Task goal
Reproduce the stock market report word for word, starting at "Nasdaq Composite notches" and ending at "a bruising 2022.".

*** Opening Text excerpt ***

Nasdaq Composite notches best start to the year since 2001.
U.S. stock indexes rose Tuesday to finish January with strong monthly gains, a reprieve for investors after a bruising 2022.
Increasing confidence that interest rates are nearing their ultimate level has boosted stocks, particularly growth segments of the market. Speculative, heavily shorted stocks have led this year’s rally.
Investors are eager to parse the Federal Reserve’s statements at Wednesday’s meeting for hints at the future path of policy—the Fed is broadly expected to raise interest rates by a quarter percentage point. Tuesday’s data showing that wage gains are cooling buoyed hopes that waning inflation could prompt officials to pause rate increases in the months ahead.
The Nasdaq Composite jumped 190.74 points, or 1.7%, to 11584.55. The tech-focused index gained 11% in January, its best start to the year since January 2001, when it gained 12%.

*** Closing Text excerpt ***
*** Opening Records shown ***

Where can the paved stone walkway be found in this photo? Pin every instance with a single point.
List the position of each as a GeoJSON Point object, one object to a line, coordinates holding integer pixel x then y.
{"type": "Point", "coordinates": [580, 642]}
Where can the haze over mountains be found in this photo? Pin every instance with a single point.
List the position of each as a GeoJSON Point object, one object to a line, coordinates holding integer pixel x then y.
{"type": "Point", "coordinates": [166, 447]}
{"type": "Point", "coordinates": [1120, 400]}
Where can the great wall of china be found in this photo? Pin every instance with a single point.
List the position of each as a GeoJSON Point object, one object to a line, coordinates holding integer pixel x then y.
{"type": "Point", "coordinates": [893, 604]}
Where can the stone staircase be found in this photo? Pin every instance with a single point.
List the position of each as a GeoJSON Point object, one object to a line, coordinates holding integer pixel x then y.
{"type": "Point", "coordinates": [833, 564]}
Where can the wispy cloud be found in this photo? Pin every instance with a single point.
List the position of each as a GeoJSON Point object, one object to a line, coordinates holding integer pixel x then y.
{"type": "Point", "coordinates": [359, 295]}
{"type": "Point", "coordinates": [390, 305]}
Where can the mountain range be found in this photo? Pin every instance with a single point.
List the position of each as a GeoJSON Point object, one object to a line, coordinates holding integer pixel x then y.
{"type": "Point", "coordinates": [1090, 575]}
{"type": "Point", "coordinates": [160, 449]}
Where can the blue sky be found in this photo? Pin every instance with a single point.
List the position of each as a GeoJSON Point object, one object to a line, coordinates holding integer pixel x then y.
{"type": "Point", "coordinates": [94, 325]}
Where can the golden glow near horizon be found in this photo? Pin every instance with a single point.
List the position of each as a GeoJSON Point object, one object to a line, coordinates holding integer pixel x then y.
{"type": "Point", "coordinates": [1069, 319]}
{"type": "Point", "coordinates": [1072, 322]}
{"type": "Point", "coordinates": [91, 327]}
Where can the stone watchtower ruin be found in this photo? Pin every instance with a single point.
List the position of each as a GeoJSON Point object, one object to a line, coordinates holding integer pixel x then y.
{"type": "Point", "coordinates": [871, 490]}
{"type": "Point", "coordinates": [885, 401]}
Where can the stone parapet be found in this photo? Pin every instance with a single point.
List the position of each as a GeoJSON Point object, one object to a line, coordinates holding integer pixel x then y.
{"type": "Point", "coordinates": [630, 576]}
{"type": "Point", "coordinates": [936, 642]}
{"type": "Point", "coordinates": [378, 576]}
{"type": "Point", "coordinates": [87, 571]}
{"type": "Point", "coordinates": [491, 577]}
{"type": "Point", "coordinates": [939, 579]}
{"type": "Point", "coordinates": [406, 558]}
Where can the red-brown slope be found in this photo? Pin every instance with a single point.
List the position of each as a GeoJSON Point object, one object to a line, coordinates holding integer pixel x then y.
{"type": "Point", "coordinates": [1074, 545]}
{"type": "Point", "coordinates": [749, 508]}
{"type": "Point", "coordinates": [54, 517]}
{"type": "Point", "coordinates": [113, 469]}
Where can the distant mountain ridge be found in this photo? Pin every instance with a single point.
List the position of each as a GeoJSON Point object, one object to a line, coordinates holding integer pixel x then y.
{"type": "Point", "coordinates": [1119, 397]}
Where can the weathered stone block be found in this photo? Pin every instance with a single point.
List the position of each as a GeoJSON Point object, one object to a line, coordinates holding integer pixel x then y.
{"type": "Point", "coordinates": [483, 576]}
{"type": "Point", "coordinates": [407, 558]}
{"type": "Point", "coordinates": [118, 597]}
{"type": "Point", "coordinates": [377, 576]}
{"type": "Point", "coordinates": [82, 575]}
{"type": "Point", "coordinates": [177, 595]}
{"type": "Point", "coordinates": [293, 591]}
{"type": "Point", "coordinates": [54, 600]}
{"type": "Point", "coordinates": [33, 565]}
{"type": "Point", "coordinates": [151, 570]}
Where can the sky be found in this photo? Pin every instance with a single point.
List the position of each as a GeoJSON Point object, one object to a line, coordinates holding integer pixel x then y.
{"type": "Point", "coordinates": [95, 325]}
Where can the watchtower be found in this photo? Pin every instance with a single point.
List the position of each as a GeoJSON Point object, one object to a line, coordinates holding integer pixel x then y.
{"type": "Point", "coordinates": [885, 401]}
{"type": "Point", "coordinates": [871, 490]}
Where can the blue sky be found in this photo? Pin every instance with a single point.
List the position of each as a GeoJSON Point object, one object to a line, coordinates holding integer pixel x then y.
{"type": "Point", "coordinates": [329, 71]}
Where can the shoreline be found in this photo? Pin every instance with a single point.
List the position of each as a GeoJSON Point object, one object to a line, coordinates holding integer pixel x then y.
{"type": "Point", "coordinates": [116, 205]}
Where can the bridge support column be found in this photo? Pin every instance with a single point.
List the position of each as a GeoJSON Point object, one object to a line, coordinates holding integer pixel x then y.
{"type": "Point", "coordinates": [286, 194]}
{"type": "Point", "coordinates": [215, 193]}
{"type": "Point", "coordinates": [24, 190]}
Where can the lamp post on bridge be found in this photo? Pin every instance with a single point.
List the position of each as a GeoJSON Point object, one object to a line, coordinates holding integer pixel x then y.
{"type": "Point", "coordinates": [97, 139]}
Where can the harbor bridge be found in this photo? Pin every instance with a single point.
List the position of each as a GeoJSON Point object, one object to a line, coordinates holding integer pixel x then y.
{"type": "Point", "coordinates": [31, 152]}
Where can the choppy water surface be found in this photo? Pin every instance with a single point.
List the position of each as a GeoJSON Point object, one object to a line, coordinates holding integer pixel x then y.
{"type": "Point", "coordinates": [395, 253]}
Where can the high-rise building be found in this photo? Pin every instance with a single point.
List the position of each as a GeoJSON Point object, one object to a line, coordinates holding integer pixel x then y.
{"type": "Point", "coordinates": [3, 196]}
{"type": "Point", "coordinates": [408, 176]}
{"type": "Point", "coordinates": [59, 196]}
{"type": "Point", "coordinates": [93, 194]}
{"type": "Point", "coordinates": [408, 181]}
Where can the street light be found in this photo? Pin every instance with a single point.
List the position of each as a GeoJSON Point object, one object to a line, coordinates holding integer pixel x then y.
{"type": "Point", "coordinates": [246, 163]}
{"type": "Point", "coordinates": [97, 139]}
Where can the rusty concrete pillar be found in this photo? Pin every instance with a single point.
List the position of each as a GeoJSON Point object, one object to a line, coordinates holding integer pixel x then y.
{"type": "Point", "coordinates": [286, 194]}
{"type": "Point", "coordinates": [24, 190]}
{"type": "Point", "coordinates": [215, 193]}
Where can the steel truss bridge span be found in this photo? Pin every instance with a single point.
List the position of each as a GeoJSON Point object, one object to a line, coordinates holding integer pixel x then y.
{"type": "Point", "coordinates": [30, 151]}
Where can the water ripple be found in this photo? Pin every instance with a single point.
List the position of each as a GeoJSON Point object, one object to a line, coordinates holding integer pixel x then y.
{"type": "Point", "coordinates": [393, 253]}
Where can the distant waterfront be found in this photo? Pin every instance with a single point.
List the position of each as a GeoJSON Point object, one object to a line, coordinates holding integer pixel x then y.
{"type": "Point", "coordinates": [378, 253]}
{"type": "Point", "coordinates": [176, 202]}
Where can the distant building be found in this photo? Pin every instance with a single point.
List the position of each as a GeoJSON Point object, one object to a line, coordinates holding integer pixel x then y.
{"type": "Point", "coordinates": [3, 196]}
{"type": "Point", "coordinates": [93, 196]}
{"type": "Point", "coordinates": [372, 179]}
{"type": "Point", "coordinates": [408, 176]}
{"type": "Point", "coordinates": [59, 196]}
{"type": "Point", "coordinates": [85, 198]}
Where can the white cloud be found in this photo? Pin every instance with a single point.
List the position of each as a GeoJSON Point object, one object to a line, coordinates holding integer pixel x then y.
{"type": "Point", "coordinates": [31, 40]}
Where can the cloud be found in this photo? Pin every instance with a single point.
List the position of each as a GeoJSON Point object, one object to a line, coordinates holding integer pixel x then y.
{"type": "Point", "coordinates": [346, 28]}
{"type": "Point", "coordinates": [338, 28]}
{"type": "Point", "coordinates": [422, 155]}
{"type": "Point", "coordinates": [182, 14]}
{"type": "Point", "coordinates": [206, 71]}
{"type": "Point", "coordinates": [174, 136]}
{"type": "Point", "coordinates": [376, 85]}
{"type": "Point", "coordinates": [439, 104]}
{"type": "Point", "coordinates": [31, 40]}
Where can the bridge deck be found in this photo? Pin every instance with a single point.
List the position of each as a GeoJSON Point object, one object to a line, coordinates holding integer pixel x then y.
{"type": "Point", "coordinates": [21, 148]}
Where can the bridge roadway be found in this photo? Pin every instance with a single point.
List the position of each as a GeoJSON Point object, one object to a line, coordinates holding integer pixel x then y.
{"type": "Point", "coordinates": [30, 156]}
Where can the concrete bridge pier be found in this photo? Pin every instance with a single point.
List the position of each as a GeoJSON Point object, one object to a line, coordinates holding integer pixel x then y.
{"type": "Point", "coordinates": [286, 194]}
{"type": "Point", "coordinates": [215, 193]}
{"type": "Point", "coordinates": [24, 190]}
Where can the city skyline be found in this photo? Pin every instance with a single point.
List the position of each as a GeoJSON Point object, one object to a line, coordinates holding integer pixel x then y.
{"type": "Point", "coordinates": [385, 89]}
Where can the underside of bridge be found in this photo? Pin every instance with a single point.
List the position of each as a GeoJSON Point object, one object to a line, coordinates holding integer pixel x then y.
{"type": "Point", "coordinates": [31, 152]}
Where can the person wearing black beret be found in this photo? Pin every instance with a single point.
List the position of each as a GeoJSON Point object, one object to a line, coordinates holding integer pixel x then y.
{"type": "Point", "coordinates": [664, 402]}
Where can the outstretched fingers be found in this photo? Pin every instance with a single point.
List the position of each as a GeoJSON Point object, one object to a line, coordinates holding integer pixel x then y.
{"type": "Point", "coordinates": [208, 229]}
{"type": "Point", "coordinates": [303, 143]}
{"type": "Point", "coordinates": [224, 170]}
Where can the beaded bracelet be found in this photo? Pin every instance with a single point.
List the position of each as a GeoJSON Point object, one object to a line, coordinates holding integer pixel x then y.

*** Closing Records shown ***

Solution
Nasdaq Composite notches best start to the year since 2001.
U.S. stock indexes rose Tuesday to finish January with strong monthly gains, a reprieve for investors after a bruising 2022.